▸ **Partes del ejercicio**
1 > Responde con datos del fragmento:
(a) ¿Desde qué distancia colocó la gran armada la bomba inteligente?
(b) ¿Durante qué huracán, y en qué año, la tecnología no pudo salvar a un puñado de ancianos?
(c) ¿Qué son las verdaderas maravillas de la vida?
2 > Reproduce sin cambios el pasaje del fragmento que va desde "Ejemplos sobran y" hasta "de la vida.".

***** Fragmento del documento *****

Ahora bien, ¿una pequeña cosa es una cosa pequeña? No piense el lector que amanecí anfibológico. Creo que la pregunta tiene sentido en este mundo nuestro de las grandes hazañas y los aún mayores avances tecnológicos.
Ejemplos sobran y no necesito recurrir a demasiados para dar sentido a mi pregunta. Desde un acorazado a mil quinientos kilómetros en el Índico o el Mediterráneo, la gran armada pudo colocar una bomba inteligente justo en el búnker de Bagdad donde se ocultaban los cabecillas del eje del mal y además transmitir en vivo la hazaña al mundo. Pero nuestra avanzada tecnología no pudo salvar la vida a un puñado de ancianos en un asilo de Nueva Orleáns durante el huracán Katrina en el 2005.
Nos dejamos deslumbrar con demasiada facilidad por “lo grande” y por “lo portentoso” y dejamos de ver las pequeñas cosas que son las verdaderas maravillas de la vida.

***** Datos mostrados *****

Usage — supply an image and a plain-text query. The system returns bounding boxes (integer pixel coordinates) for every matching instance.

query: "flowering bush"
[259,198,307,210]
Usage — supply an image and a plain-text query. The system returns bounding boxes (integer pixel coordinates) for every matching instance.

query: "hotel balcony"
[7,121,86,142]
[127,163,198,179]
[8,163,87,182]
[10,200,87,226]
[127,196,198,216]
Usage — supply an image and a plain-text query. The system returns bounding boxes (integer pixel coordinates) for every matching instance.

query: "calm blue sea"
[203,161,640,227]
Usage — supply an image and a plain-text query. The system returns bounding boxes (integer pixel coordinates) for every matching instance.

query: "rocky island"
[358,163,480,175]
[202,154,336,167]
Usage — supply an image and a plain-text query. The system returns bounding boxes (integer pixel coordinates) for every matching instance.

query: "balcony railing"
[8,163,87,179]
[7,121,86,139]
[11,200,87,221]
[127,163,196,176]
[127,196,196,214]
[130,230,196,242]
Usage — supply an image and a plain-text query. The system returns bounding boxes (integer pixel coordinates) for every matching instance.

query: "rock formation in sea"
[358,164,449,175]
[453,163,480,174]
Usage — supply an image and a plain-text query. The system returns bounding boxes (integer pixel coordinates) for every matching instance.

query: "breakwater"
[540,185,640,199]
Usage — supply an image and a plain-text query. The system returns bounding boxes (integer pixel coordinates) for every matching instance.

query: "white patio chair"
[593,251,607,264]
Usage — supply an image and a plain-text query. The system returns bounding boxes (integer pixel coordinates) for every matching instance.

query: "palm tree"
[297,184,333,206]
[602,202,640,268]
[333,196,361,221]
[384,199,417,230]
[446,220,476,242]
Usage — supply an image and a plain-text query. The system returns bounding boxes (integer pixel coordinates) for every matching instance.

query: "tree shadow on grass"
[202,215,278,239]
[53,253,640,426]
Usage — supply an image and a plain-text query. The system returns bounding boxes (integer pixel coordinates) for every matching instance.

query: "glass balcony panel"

*****
***** Datos mostrados *****

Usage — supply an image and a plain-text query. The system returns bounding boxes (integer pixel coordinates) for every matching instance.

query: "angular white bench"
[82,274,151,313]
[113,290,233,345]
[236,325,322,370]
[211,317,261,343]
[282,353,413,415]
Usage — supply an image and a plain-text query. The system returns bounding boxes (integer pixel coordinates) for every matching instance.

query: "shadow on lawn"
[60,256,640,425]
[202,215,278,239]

*****
***** Datos mostrados *****

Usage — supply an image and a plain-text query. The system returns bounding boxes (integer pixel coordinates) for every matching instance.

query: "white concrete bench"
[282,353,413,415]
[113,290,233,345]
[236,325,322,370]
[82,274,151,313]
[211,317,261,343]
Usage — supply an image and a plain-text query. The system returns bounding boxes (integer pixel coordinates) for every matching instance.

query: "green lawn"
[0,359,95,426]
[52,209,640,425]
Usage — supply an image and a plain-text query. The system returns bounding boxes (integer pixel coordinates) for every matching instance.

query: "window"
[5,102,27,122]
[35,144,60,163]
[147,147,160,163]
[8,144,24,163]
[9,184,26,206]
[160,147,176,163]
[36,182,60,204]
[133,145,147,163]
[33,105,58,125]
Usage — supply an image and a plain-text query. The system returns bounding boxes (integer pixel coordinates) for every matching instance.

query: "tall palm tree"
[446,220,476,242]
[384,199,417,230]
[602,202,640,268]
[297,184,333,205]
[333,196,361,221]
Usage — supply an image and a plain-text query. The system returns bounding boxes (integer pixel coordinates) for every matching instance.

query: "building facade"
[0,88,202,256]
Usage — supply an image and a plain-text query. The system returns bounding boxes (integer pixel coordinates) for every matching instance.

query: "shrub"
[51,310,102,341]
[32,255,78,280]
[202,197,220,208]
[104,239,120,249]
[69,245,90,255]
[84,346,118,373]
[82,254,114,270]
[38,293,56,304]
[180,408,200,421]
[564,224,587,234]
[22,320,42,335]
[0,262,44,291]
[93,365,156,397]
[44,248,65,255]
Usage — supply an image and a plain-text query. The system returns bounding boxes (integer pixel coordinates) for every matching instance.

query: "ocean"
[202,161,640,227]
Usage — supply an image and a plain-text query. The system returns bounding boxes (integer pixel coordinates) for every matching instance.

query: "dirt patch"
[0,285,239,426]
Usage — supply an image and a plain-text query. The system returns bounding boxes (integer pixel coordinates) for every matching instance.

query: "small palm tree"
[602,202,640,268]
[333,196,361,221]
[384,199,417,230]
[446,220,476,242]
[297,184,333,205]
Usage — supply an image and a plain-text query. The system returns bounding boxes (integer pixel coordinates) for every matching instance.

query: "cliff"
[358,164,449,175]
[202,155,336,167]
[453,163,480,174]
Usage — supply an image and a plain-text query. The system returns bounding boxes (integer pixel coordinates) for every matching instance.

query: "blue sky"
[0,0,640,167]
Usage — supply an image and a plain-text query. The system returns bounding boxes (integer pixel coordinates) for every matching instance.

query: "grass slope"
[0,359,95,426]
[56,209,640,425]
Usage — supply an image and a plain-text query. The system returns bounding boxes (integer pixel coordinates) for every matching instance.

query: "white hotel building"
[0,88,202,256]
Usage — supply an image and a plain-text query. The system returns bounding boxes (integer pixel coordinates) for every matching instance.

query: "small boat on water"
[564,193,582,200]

*****

▸ **Soluciones por tarea**
1 >
(a) Desde un acorazado a mil quinientos kilómetros, en el Índico o el Mediterráneo.
(b) Durante el huracán Katrina, en el 2005.
(c) Las pequeñas cosas.

2 >
Ejemplos sobran y no necesito recurrir a demasiados para dar sentido a mi pregunta. Desde un acorazado a mil quinientos kilómetros en el Índico o el Mediterráneo, la gran armada pudo colocar una bomba inteligente justo en el búnker de Bagdad donde se ocultaban los cabecillas del eje del mal y además transmitir en vivo la hazaña al mundo. Pero nuestra avanzada tecnología no pudo salvar la vida a un puñado de ancianos en un asilo de Nueva Orleáns durante el huracán Katrina en el 2005.
Nos dejamos deslumbrar con demasiada facilidad por “lo grande” y por “lo portentoso” y dejamos de ver las pequeñas cosas que son las verdaderas maravillas de la vida.